Put the records below into a numbered list, one line per item, and leave out any blank lines.

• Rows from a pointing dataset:
################
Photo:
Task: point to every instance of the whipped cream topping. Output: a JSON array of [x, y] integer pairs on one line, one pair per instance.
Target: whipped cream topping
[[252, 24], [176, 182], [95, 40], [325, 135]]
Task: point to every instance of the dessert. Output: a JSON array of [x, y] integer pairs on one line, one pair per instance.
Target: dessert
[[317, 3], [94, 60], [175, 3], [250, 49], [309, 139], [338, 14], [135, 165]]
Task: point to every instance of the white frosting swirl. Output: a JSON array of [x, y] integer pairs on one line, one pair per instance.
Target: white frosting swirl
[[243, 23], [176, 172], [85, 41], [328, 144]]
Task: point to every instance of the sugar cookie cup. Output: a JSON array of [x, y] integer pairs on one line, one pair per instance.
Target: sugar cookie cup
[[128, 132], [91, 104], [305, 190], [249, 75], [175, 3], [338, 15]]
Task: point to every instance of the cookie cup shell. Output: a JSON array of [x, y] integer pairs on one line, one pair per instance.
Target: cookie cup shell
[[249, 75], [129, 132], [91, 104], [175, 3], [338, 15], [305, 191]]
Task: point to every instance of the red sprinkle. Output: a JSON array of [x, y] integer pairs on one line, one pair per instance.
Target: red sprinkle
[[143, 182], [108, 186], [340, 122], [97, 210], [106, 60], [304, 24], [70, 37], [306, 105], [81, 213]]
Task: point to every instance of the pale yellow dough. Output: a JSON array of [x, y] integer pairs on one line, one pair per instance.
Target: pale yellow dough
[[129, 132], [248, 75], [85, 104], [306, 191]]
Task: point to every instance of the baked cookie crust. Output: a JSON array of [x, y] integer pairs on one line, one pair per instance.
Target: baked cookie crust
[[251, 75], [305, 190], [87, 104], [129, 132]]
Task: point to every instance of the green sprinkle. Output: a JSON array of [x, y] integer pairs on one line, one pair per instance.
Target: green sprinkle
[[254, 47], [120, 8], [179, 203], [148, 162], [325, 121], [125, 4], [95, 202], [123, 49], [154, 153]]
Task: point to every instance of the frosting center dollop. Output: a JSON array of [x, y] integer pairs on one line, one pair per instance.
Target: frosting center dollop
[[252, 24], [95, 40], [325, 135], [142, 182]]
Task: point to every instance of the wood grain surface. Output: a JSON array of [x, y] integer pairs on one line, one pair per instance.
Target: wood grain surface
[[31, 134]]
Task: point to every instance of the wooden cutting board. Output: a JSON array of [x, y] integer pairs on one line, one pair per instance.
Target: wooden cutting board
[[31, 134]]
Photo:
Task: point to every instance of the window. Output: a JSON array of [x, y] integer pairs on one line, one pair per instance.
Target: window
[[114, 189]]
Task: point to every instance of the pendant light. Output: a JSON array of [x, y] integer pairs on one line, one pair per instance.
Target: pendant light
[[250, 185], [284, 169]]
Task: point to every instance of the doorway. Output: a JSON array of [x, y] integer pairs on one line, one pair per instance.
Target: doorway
################
• Answer to this exercise:
1. Photo:
2. Task: point to every instance of the whipped cream topping. Output: a JSON array of [x, y] integer pairs on one line, one pair per instance.
3. Target: whipped cream topping
4. [[252, 24], [176, 182], [95, 40], [325, 135]]
5. Task: point to every instance of the dessert. Output: a JSON array of [x, y] integer pairs on one line, one pair per instance.
6. Target: dessert
7. [[317, 3], [94, 60], [175, 3], [250, 49], [309, 139], [338, 14], [135, 165]]
8. Task: point to every instance of the white frosting swirl. Output: a JSON array of [x, y] integer pairs on one line, one pair per instance.
9. Target: white frosting swirl
10. [[243, 23], [176, 172], [85, 41], [328, 144]]
11. Task: point to every instance of the sugar cookie cup. Output: a JSON array of [x, y] integer pairs on one line, one pair per instance.
12. Target: sugar cookie cup
13. [[128, 132], [91, 104], [305, 190], [249, 75], [175, 3], [338, 15]]
14. Task: point to every instance of the cookie cup shell. Output: a JSON array of [x, y] integer pairs on one line, one pair per instance.
15. Target: cookie cup shell
16. [[249, 75], [129, 132], [91, 104], [175, 3], [338, 15], [305, 191]]
17. Task: point to every instance of the red sprinkle. Output: a JSON array of [x, y] integer pairs on one line, one pair per instance.
18. Target: red sprinkle
19. [[143, 182], [108, 186], [340, 122], [97, 210], [106, 60], [304, 24], [70, 37], [306, 105], [81, 213]]
20. Task: point to every instance of the pale yellow dough. Output: a JSON array of [x, y] integer pairs on one line, one pair per instance.
21. Target: pale yellow dough
22. [[129, 132], [248, 75], [85, 104], [306, 191]]
23. Task: point to every instance of the baked cookie crust. Output: a JSON array of [x, y] integer pairs on one line, one pair per instance.
24. Target: baked cookie crust
25. [[251, 75], [305, 190], [87, 104], [129, 132]]
26. Task: point to every instance of the green sprinkle. Output: a JSON array of [x, y] integer pairs on one line, one pair per instance.
27. Target: green sprinkle
28. [[254, 47], [120, 8], [179, 203], [148, 162], [325, 121], [125, 4], [95, 202], [123, 49], [154, 153]]
29. Task: point to every instance of the frosting center dollop. Output: a JSON array of [x, y] integer pairs on one line, one pair per instance.
30. Target: frosting center dollop
31. [[252, 24], [95, 40], [325, 135], [142, 182]]
32. Task: point to every instance of the wood grain surface. Output: a JSON array of [x, y] integer pairs on one line, one pair per instance.
33. Target: wood grain surface
34. [[31, 134]]
35. Task: point to every instance of the wooden cutting board. Output: a JSON array of [x, y] integer pairs on one line, one pair per instance.
36. Target: wooden cutting board
37. [[31, 134]]
38. Photo:
39. Task: point to every instance of the window. Output: a JSON array of [x, y] integer pairs on one line, one pair per instance.
40. Target: window
41. [[114, 189]]
42. Task: point to every instance of the pendant light. Output: a JSON array of [x, y] integer pairs on one line, one pair per instance.
43. Target: pendant light
44. [[250, 185], [284, 169]]
45. Task: point to every instance of the doorway. Output: a JSON array of [x, y] integer pairs on one line, one pair per instance.
46. Target: doorway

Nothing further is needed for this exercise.